* begin RAW DATA *

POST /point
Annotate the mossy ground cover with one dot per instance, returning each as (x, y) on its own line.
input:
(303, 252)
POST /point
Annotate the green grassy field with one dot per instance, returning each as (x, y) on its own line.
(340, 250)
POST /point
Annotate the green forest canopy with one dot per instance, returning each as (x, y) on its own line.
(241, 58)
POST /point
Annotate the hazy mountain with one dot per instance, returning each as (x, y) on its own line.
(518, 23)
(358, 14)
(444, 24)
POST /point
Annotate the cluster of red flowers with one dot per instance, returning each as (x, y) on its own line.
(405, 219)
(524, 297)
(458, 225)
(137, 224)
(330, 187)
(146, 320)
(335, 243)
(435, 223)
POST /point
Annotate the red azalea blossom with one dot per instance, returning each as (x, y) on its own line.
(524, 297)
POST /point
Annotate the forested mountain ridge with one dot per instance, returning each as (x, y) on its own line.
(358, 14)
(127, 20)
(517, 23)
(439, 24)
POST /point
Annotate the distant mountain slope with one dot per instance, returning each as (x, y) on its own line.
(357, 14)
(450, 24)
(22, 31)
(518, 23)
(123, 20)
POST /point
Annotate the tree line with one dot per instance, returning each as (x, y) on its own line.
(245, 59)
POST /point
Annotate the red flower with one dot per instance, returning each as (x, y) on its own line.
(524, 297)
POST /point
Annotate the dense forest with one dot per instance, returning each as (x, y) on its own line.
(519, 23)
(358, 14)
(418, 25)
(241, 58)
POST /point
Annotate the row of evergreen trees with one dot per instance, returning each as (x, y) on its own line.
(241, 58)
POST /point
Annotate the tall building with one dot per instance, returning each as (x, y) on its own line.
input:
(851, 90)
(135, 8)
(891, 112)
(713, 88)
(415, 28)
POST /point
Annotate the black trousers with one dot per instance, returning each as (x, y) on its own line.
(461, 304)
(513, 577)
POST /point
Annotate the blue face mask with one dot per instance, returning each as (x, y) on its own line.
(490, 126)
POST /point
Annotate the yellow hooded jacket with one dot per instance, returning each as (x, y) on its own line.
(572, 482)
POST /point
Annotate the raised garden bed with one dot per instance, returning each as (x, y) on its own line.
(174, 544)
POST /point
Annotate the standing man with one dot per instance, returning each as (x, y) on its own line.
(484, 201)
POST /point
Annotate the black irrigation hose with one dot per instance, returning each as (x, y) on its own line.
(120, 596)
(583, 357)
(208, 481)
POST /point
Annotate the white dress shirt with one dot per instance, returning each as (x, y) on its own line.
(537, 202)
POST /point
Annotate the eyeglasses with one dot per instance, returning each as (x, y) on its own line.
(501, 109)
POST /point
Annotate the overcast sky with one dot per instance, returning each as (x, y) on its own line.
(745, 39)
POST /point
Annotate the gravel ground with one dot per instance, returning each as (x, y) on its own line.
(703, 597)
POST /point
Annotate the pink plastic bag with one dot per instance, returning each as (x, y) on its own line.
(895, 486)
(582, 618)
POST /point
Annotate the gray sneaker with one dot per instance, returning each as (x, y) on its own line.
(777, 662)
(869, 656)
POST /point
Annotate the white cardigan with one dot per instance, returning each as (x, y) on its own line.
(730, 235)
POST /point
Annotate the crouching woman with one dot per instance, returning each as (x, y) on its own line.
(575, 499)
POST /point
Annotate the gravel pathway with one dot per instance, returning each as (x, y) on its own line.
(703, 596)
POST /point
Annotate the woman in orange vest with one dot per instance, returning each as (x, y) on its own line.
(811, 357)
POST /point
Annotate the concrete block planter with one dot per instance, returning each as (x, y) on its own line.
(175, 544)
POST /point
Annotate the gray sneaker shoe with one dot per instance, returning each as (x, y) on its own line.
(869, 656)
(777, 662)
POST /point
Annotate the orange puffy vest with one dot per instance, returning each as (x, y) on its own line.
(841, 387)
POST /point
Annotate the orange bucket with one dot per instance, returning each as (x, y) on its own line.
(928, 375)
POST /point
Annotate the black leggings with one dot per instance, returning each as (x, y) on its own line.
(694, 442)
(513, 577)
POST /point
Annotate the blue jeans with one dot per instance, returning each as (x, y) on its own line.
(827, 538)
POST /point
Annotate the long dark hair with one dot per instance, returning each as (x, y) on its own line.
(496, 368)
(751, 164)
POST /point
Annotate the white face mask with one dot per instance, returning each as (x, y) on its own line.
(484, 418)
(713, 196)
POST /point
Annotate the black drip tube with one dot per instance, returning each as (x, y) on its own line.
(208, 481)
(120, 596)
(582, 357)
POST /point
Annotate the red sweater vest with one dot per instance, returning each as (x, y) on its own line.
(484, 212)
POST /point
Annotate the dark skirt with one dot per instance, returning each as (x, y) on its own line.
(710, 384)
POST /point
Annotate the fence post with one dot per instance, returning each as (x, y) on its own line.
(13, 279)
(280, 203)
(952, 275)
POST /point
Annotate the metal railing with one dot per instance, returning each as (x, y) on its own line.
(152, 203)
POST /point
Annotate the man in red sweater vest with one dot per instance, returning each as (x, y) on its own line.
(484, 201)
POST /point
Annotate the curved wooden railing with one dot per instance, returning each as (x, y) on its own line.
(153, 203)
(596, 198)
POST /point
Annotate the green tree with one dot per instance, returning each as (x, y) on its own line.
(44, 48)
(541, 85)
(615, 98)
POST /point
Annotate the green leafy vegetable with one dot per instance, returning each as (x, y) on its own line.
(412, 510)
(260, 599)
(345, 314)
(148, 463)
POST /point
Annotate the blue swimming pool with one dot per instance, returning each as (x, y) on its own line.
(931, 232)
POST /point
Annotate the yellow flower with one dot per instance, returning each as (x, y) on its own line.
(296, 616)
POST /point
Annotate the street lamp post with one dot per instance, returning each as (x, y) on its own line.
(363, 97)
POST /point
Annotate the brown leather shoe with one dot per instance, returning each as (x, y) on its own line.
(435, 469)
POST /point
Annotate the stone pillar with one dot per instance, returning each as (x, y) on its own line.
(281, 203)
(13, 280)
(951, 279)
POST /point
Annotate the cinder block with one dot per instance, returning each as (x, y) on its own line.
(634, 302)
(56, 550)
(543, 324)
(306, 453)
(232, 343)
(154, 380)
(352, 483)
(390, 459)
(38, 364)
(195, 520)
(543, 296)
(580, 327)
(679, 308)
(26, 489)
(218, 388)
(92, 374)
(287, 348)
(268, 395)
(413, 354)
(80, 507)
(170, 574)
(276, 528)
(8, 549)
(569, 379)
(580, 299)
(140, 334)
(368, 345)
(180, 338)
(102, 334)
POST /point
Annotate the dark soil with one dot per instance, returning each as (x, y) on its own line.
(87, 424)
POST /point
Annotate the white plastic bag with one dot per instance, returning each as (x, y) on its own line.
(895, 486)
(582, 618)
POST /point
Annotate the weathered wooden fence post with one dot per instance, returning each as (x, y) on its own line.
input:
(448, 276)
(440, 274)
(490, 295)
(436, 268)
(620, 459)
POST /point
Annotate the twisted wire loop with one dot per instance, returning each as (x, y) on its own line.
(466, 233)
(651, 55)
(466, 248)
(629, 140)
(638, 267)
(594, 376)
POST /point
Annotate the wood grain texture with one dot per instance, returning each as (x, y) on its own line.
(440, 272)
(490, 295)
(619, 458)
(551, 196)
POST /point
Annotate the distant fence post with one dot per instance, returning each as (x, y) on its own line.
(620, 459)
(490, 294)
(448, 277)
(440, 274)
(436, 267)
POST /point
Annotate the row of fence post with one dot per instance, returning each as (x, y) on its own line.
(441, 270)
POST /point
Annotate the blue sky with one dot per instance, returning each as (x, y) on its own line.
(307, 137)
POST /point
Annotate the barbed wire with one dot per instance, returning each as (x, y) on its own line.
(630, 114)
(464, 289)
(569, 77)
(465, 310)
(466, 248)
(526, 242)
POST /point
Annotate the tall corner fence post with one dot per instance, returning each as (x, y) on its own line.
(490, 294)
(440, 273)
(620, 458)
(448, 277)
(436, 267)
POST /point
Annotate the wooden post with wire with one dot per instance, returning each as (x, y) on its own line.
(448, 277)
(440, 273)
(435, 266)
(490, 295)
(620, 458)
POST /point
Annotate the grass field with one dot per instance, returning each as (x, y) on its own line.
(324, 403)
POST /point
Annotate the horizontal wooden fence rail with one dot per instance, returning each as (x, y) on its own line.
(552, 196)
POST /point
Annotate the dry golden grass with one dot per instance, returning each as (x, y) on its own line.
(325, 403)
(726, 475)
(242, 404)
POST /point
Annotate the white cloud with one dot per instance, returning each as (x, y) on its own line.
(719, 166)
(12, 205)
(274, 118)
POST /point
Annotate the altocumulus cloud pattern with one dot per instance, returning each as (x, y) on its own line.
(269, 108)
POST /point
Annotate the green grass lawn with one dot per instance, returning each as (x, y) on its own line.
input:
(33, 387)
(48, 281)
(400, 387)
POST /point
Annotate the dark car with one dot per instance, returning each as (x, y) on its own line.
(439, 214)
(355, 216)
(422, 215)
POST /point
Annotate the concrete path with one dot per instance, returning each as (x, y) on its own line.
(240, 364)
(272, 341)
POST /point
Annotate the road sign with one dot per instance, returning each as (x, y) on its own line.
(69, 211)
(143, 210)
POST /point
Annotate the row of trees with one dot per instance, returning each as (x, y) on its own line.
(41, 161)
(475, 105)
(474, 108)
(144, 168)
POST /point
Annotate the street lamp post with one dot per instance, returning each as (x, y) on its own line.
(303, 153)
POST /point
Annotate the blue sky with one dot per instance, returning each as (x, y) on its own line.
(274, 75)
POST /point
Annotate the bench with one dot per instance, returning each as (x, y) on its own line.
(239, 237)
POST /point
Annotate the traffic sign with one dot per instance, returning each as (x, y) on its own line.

* end RAW DATA *

EXERCISE TASK: Return every line in the rows above that contains the word "cloud".

FINAL RESULT:
Annotate the white cloud with one dot per instance, returning each as (x, y) on its own line.
Annotate the altocumulus cloud pattern with one dot per instance, returning each as (x, y) on its own line.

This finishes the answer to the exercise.